● **YOUR INSTRUCTIONS**: Extract the passage on simulation and simulacra below in full, reproducing every word without change.

#### SELECTED PASSAGE ####

SIMULATION & SIMULACRA

In relation to critical/cultural theory, simulation is the process whereby representations of things come to replace the things being represented. In other words, we think that the representations are more important than the "real". So what does that mean? Well, one way to think about it is in terms of the famous "map" story told by Jorge Luis Borges. In this story the cartographers of an imaginary Empire "draw up a map so detailed that it ends up covering exactly covering the territory" so that the real territory underneath the map is obscured. The people of this Empire come to relate more closely to this map than they do to the original territory underneath (they live, work, and play on it, etc.) When, eventually, the map becomes tattered and frayed, and ultimately disintegrates, the people become nostalgic for it, feeling that they have lost something. The real territory which is now revealed to them seems alien, unfamiliar.

#### THE DATA ####

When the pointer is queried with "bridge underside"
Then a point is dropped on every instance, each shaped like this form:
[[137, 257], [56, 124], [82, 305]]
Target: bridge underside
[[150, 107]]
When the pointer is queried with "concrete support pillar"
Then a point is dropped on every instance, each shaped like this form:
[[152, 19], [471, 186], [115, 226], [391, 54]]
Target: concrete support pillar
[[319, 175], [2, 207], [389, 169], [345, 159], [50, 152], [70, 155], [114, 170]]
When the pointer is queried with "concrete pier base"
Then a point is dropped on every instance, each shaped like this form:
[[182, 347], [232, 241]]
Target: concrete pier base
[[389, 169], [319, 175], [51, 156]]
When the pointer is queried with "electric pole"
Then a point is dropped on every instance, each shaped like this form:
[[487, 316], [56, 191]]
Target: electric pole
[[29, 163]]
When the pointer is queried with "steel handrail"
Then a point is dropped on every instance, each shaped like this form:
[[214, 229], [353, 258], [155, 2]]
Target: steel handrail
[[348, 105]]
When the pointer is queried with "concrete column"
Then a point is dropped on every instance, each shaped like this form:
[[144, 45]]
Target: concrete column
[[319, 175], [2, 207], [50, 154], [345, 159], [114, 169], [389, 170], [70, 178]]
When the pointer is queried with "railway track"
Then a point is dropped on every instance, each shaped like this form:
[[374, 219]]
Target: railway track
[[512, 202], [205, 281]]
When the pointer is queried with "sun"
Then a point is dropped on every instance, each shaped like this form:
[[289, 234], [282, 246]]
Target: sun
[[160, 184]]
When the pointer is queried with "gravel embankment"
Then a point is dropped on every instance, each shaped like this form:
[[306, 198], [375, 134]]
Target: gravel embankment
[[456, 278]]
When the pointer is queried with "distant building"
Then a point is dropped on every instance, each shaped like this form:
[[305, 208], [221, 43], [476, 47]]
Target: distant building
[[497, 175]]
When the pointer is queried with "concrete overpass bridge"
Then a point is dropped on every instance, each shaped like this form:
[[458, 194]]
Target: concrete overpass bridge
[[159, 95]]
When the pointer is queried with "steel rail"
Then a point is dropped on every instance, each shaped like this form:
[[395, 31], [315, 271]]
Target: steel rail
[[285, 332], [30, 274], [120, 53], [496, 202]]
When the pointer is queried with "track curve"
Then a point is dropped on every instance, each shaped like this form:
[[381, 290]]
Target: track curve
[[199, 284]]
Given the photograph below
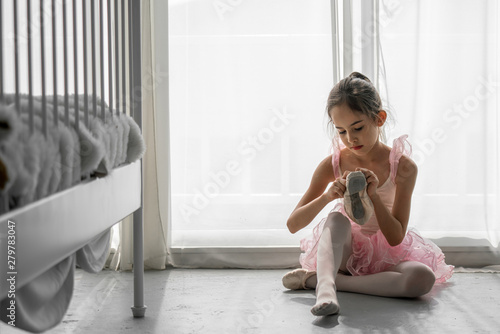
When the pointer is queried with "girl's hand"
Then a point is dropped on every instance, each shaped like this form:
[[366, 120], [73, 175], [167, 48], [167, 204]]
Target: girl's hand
[[338, 188], [371, 180]]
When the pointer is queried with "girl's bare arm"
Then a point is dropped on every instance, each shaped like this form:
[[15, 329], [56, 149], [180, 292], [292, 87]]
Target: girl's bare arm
[[394, 224], [315, 198]]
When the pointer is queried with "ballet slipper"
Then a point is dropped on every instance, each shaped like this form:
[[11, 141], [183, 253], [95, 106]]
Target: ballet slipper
[[357, 204], [296, 279], [329, 308]]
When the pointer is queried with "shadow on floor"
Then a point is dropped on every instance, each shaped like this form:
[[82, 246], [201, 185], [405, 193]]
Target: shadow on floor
[[366, 312]]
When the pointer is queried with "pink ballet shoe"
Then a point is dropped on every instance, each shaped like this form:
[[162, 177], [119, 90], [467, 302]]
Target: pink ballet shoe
[[357, 203], [296, 280]]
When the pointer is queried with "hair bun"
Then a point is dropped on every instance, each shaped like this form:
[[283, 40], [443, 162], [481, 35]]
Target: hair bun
[[359, 76]]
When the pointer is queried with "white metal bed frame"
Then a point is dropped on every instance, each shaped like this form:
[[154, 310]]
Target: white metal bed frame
[[55, 227]]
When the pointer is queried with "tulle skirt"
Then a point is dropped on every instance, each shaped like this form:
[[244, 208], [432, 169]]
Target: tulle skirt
[[372, 253]]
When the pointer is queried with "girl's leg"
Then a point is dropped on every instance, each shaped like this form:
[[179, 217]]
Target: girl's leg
[[407, 279], [336, 237]]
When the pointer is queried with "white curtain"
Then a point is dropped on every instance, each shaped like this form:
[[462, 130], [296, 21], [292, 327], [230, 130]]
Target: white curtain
[[442, 75], [155, 161], [248, 84], [248, 87]]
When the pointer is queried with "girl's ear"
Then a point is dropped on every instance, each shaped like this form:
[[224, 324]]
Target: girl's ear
[[382, 117]]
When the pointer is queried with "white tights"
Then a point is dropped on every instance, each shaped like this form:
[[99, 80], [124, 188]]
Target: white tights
[[407, 279]]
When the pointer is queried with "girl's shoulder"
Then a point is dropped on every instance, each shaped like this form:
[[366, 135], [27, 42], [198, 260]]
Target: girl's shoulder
[[407, 170]]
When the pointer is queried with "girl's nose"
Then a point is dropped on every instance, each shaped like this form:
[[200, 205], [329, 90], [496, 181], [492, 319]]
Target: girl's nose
[[351, 138]]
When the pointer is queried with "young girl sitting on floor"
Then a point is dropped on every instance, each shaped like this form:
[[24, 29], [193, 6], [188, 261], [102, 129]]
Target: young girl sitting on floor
[[370, 252]]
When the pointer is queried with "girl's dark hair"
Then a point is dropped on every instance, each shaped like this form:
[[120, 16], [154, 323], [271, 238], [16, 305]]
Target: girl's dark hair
[[358, 92]]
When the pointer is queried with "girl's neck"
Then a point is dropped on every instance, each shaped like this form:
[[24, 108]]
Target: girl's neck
[[377, 153]]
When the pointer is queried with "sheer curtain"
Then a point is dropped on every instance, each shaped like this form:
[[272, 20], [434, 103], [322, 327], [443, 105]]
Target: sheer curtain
[[441, 62], [248, 85]]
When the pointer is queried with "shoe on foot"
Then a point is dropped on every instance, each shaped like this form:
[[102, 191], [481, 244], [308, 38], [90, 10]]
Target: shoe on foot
[[357, 203], [296, 280], [325, 309]]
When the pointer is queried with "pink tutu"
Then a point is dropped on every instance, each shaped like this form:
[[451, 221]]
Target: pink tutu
[[372, 253]]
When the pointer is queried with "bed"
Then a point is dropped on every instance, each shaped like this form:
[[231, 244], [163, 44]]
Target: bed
[[70, 149]]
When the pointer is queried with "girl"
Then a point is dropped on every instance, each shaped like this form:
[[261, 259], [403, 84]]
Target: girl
[[379, 257]]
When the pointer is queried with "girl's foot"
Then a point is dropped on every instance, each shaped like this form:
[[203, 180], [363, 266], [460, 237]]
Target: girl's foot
[[296, 280], [326, 301]]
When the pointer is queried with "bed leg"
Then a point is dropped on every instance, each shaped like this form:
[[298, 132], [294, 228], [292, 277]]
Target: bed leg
[[139, 309]]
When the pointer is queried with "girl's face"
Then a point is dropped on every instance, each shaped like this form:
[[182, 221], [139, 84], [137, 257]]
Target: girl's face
[[358, 132]]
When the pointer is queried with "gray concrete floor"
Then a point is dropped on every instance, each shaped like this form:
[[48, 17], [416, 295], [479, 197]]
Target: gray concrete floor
[[254, 301]]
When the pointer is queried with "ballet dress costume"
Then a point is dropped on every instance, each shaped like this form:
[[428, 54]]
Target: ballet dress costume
[[371, 253]]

####

● **SOLUTION TO THIS TASK**:
SIMULATION & SIMULACRA

In relation to critical/cultural theory, simulation is the process whereby representations of things come to replace the things being represented. In other words, we think that the representations are more important than the "real". So what does that mean? Well, one way to think about it is in terms of the famous "map" story told by Jorge Luis Borges. In this story the cartographers of an imaginary Empire "draw up a map so detailed that it ends up covering exactly covering the territory" so that the real territory underneath the map is obscured. The people of this Empire come to relate more closely to this map than they do to the original territory underneath (they live, work, and play on it, etc.) When, eventually, the map becomes tattered and frayed, and ultimately disintegrates, the people become nostalgic for it, feeling that they have lost something. The real territory which is now revealed to them seems alien, unfamiliar.